- _Exercise brief_
Continue the data mining passage below from the point where it stops, picking up after its last sentence on the deployment phase.

- _Document excerpt_

==================================================

This is to extract the most prominent features of the data and ignore the rest. Here are some examples:
- Frequent itemsets: This model makes sense for data that consists of baskets of small sets of items.
- Similar items: Sometimes your data looks like a collection of sets and the objective is to find pairs of sets that have a relatively large fraction of their elements in common. It’s a fundamental problem of data mining.
The target is to summarize the dataset succinctly and approximately, such as clustering, which is the process of examining a collection of points (data) and grouping the points into clusters according to some measure. The goal is that points in the same cluster have a small distance from one another, while points in different clusters are at a large distance from one another.
The data mining process
There are two popular processes to define the data mining process in different perspectives, and the more widely adopted one is CRISP-DM:
- Cross-Industry Standard Process for Data Mining(CRISP-DM)
- Sample, Explore, Modify, Model, Assess (SEMMA), which was developed by the SAS Institute, USA
There are six phases in this process that are shown in the following figure; it is not rigid, but often has a great deal of backtracking:
Let’s look at the phases in detail:
- Business understanding: This task includes determining business objectives, assessing the current situation, establishing data mining goals, and developing a plan.
- Data understanding: This task evaluates data requirements and includes initial data collection, data description, data exploration, and the verification of data quality.
- Data preparation: Once available, data resources are identified in the last step. Then, the data needs to be selected, cleaned, and then built into the desired form and format.
- Modeling: Visualization and cluster analysis are useful for initial analysis. The initial association rules can be developed by applying tools such as generalized rule induction. This is a data mining technique to discover knowledge represented as rules to illustrate the data in the view of causal relationship between conditional factors and a given decision/outcome. The models appropriate to the data type can also be applied.
- Evaluation :The results should be evaluated in the context specified by the business objectives in the first step. This leads to the identification of new needs and in turn reverts to the prior phases in most cases.
- Deployment: Data mining can be used to both verify previously held hypotheses or for knowledge.

==================================================

[Dataset items]
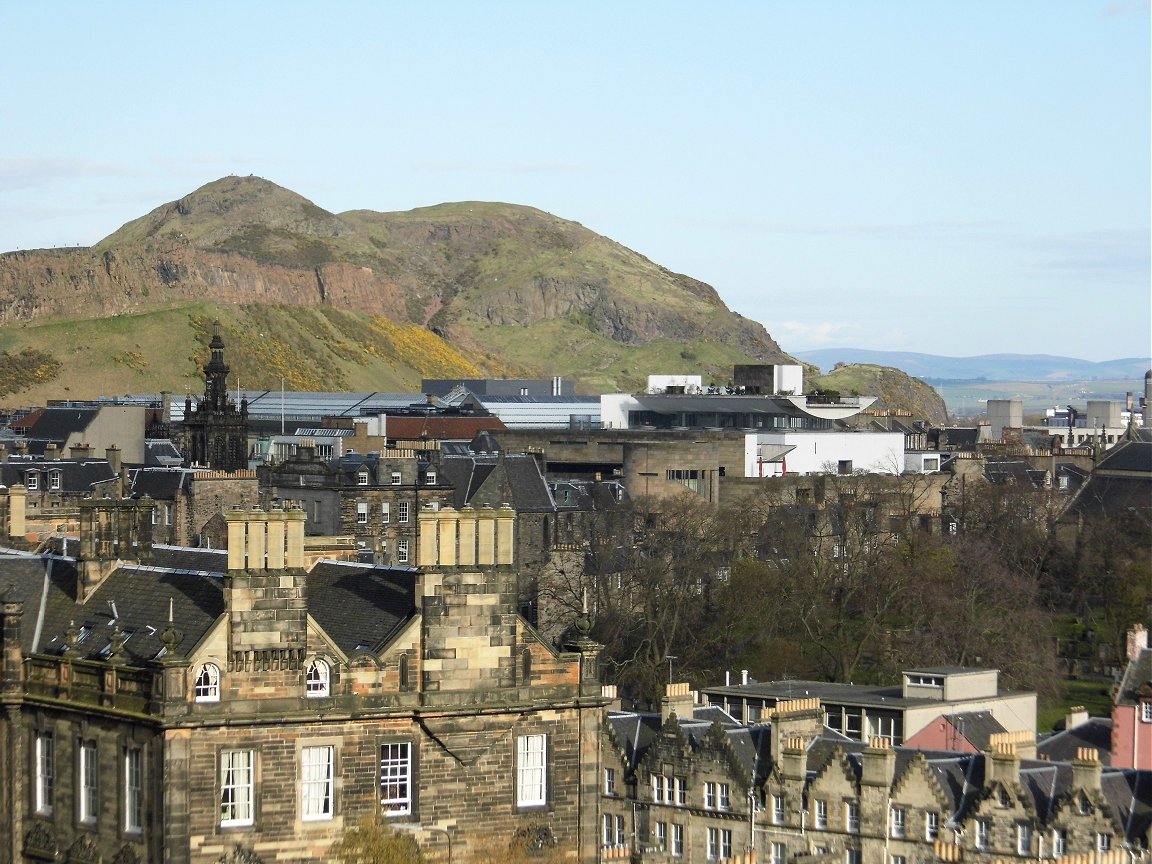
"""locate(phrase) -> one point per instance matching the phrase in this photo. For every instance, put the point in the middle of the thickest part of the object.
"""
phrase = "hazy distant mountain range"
(366, 301)
(987, 366)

==================================================

- _Response to this task_
Here is an overview of the process for SEMMA:
Let’s look at these processes in detail:
- Sample: In this step, a portion of a large dataset is extracted
- Explore: To gain a better understanding of the dataset, unanticipated trends and anomalies are searched in this step
- Modify: The variables are created, selected, and transformed to focus on the model construction process
- Model: A variable combination of models is searched to predict a desired outcome
- Assess: The findings from the data mining process are evaluated by its usefulness and reliability
Social network mining
As we mentioned before, data mining finds a model on data and the mining of social network finds the model on graph data in which the social network is represented.
Social network mining is one application of web data mining; the popular applications are social sciences and bibliometry, PageRank and HITS, shortcomings of the coarse-grained graph model, enhanced models and techniques, evaluation of topic distillation, and measuring and modeling the Web.
When it comes to the discussion of social networks, you will think of Facebook, Google+, LinkedIn, and so on. The essential characteristics of a social network are as follows:
- There is a collection of entities that participate in the network. Typically, these entities are people, but they could be something else entirely.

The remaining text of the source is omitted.